> Problem
Return exactly the lines from the one containing "Pointing guideline: for each instance of the stone retaining" through the last line of the records below, both included, and leave out any pictures.

> Records for the task
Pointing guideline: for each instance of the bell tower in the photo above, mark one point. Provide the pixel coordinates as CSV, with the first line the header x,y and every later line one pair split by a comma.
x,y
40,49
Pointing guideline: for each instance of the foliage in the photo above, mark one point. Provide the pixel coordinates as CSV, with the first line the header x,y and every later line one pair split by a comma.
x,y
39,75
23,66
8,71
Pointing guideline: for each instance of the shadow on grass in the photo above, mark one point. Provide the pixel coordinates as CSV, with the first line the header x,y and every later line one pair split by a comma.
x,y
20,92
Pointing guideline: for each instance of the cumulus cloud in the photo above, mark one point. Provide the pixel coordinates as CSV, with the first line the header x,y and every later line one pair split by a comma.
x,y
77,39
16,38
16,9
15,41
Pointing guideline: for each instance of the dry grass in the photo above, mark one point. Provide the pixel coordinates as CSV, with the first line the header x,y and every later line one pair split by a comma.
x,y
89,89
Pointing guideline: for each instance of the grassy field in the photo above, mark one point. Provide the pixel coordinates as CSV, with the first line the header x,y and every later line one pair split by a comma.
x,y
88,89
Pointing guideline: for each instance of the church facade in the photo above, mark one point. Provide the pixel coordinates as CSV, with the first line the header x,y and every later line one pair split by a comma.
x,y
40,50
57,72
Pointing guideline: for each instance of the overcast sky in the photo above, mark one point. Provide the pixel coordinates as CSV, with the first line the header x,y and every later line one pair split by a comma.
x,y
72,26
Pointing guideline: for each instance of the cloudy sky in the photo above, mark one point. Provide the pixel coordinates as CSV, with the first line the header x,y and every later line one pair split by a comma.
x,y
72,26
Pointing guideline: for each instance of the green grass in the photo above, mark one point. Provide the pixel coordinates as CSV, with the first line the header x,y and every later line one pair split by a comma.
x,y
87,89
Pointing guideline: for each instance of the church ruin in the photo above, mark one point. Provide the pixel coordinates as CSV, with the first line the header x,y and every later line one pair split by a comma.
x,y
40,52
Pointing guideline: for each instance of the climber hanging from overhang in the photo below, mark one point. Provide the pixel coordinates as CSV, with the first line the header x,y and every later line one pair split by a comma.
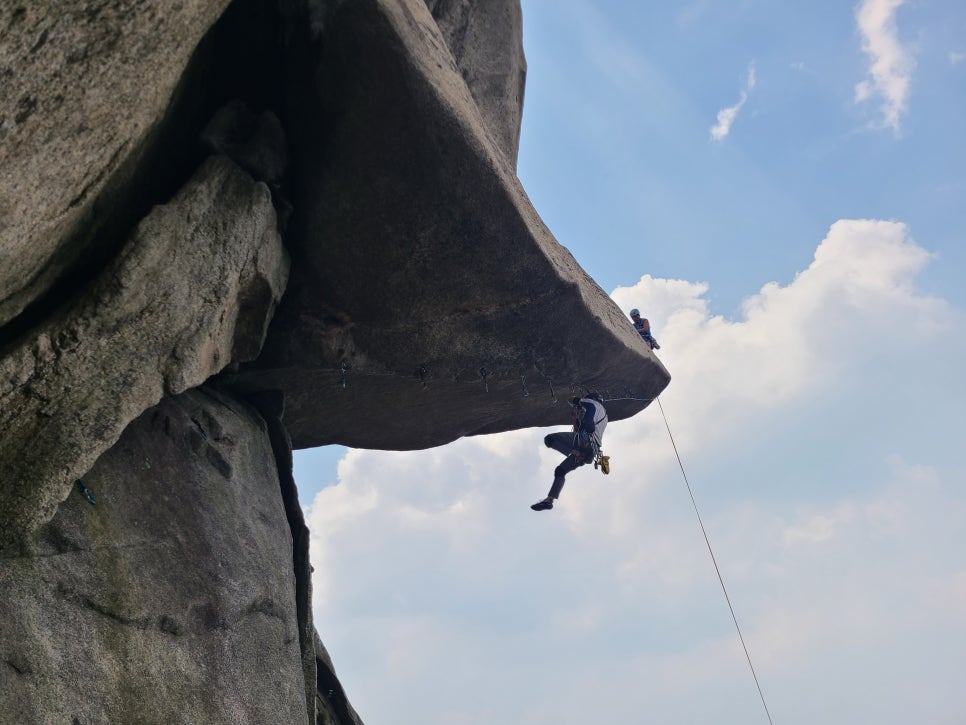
x,y
581,445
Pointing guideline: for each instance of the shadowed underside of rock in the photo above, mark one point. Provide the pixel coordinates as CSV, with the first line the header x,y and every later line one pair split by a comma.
x,y
420,262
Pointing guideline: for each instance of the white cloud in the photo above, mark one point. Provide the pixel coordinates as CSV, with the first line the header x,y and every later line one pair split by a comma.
x,y
892,63
726,116
434,581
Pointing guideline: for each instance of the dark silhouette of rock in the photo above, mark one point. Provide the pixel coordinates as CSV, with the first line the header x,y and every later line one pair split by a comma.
x,y
426,301
85,84
173,599
419,261
192,292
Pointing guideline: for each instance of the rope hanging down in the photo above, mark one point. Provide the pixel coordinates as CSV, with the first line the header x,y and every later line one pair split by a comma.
x,y
715,562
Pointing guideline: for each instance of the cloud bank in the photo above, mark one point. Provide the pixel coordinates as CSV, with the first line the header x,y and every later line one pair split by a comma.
x,y
444,600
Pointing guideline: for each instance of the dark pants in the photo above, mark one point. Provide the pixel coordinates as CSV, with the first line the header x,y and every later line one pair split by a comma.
x,y
564,443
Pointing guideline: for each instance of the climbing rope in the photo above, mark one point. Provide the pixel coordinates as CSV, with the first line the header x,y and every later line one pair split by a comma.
x,y
715,562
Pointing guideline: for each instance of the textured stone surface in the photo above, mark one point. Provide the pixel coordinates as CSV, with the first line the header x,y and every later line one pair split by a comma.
x,y
173,599
85,82
191,293
486,41
416,249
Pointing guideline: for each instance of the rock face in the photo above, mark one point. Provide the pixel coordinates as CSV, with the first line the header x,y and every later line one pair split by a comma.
x,y
85,84
179,581
192,292
160,165
421,265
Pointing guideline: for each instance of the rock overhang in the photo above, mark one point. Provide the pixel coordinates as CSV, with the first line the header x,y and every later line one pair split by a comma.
x,y
428,301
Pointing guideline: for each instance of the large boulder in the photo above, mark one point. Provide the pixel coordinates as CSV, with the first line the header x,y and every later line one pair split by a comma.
x,y
191,293
486,41
174,598
428,301
86,85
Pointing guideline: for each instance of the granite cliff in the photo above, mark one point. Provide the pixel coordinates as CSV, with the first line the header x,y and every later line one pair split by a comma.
x,y
229,230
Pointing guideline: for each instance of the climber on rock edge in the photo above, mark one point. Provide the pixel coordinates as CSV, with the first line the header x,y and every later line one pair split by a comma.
x,y
643,327
590,419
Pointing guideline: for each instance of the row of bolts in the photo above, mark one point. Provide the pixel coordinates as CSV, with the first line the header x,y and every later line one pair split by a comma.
x,y
423,372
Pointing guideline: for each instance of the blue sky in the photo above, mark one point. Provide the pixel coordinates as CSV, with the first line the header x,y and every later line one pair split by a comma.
x,y
779,187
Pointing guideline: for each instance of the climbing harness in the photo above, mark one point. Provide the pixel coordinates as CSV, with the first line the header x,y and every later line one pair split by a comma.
x,y
86,491
599,458
715,562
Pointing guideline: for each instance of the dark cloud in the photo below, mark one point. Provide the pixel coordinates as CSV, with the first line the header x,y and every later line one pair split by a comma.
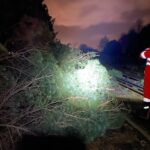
x,y
136,14
92,34
88,10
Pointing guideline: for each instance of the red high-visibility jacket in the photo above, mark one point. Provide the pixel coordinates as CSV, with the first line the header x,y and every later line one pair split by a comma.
x,y
146,55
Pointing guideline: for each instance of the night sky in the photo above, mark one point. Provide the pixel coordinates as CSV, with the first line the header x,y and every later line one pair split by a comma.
x,y
87,21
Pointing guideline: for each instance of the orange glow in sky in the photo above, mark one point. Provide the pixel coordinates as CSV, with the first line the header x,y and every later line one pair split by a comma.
x,y
87,21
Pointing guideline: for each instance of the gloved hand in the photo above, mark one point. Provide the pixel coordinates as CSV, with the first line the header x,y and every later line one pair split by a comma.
x,y
146,105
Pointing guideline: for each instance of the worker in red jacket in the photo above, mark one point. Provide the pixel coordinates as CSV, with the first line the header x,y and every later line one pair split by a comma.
x,y
146,55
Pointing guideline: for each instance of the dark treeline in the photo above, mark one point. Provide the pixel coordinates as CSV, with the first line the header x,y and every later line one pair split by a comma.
x,y
25,23
127,48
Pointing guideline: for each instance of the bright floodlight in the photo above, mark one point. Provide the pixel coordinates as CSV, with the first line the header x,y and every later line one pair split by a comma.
x,y
89,82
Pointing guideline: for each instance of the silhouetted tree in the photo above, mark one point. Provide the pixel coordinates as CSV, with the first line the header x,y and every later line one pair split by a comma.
x,y
12,12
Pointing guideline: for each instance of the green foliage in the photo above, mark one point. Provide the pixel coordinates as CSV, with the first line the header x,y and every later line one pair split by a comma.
x,y
50,82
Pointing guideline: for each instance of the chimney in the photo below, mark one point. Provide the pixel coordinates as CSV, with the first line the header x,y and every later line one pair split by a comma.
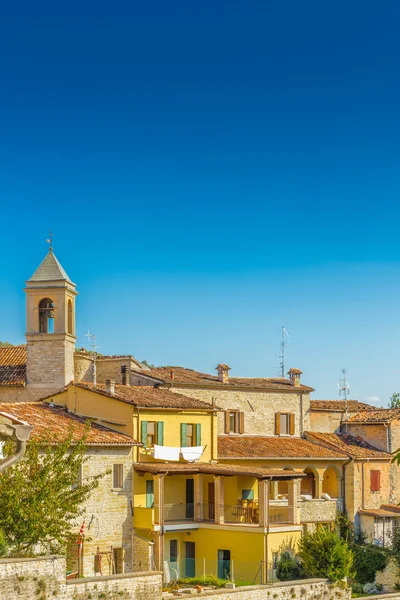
x,y
110,386
123,373
294,376
223,373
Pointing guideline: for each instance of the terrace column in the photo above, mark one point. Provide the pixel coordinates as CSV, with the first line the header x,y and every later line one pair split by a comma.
x,y
198,497
219,500
293,497
274,489
159,520
159,499
263,502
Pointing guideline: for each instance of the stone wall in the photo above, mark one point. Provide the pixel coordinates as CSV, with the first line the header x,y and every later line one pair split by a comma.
x,y
107,513
307,589
50,360
24,393
44,578
259,407
83,368
314,511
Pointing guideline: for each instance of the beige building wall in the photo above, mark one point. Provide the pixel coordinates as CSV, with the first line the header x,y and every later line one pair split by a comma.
x,y
259,407
374,434
107,513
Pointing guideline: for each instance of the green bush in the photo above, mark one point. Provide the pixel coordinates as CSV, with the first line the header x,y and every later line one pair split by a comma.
x,y
288,568
368,560
324,554
3,544
209,580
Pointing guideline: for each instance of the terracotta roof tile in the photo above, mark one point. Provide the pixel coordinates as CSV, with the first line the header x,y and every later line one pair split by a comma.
x,y
380,415
13,365
386,510
352,446
247,446
56,423
216,469
145,396
189,376
339,405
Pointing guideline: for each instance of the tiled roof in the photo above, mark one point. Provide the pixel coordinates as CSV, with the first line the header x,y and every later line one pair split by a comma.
x,y
339,405
13,365
355,447
216,469
386,510
146,396
380,415
50,270
176,375
252,446
55,423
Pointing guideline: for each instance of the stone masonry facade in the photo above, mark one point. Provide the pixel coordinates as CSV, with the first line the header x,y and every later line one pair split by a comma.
x,y
259,407
44,578
107,513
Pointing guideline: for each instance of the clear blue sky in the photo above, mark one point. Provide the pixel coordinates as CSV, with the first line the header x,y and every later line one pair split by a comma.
x,y
209,169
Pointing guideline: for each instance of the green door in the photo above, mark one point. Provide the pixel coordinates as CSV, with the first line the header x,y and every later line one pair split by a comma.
x,y
190,559
224,564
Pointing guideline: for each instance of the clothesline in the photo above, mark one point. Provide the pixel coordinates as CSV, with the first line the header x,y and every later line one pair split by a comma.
x,y
173,453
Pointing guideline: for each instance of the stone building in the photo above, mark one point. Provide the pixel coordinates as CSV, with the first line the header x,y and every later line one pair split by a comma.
x,y
107,516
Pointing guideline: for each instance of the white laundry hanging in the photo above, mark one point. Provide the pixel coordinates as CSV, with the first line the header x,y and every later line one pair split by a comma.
x,y
192,453
166,452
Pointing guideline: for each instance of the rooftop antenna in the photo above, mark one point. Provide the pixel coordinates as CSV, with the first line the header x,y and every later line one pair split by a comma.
x,y
92,344
344,391
283,344
50,241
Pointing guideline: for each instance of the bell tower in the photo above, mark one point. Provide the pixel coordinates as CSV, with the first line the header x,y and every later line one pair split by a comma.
x,y
50,325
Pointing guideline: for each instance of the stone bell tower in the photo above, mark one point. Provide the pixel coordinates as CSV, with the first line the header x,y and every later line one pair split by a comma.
x,y
50,325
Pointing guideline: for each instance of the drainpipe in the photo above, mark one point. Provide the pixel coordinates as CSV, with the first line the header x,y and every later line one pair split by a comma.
x,y
17,433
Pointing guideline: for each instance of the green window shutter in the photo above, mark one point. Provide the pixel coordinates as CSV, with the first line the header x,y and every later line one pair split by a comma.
x,y
198,434
143,432
160,433
183,435
149,493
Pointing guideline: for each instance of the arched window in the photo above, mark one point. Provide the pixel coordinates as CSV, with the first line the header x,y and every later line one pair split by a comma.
x,y
70,318
46,316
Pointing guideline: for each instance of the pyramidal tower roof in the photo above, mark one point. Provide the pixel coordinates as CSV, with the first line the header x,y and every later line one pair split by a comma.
x,y
50,270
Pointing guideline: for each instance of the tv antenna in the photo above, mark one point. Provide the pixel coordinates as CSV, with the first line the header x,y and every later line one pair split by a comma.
x,y
344,392
283,344
92,344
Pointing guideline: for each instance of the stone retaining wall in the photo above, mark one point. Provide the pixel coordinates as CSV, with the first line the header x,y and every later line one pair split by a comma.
x,y
43,578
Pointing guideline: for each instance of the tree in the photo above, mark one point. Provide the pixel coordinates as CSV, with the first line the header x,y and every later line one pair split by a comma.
x,y
394,401
324,554
40,496
288,568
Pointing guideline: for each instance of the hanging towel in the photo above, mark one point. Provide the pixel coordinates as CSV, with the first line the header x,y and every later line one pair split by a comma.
x,y
192,453
166,452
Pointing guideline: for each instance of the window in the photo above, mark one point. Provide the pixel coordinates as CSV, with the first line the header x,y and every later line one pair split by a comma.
x,y
284,424
190,434
173,551
375,480
46,316
234,421
70,318
152,432
118,476
149,493
79,479
247,494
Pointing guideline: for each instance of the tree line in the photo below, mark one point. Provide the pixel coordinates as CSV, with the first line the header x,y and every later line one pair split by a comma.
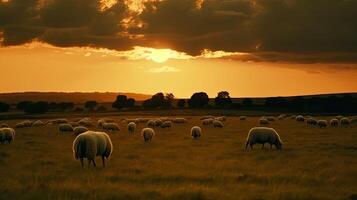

> Finished exercise
Pointing guideline: for each instance of the stone retaining wall in the photo above, mark one point. Provide the pixel coordinates as CSV, with the first line the header x,y and every later line one pair split by a comma.
x,y
43,578
Pointing guideline: for each instance of the tree in the photo above, mark one point. Provide the pixel coordinates as CSV, with the first line the header x,y and every later line one pair split by a comma.
x,y
394,401
324,554
40,496
288,568
Pointing guideline: for each instance of the hanging towel in the photo above, mark one point. Provide the pixel coordinates as CSV, with the first line the header x,y and every later line one pair split by a comma.
x,y
192,453
166,452
Pointing guideline: for each instance of the window in the photo above, mark one point. Provide the pixel coordinates as CSV, with the first line the header x,y and every later line one pair split by a comma.
x,y
284,424
190,434
173,551
375,480
46,316
234,421
70,318
152,432
118,476
149,493
79,479
247,494
Pointing guideline: for each instance of the tree line in the photo below, mark one point. Provide the pixel coordinates as CSV, with the first line the header x,y and every later line one pair split by a comma.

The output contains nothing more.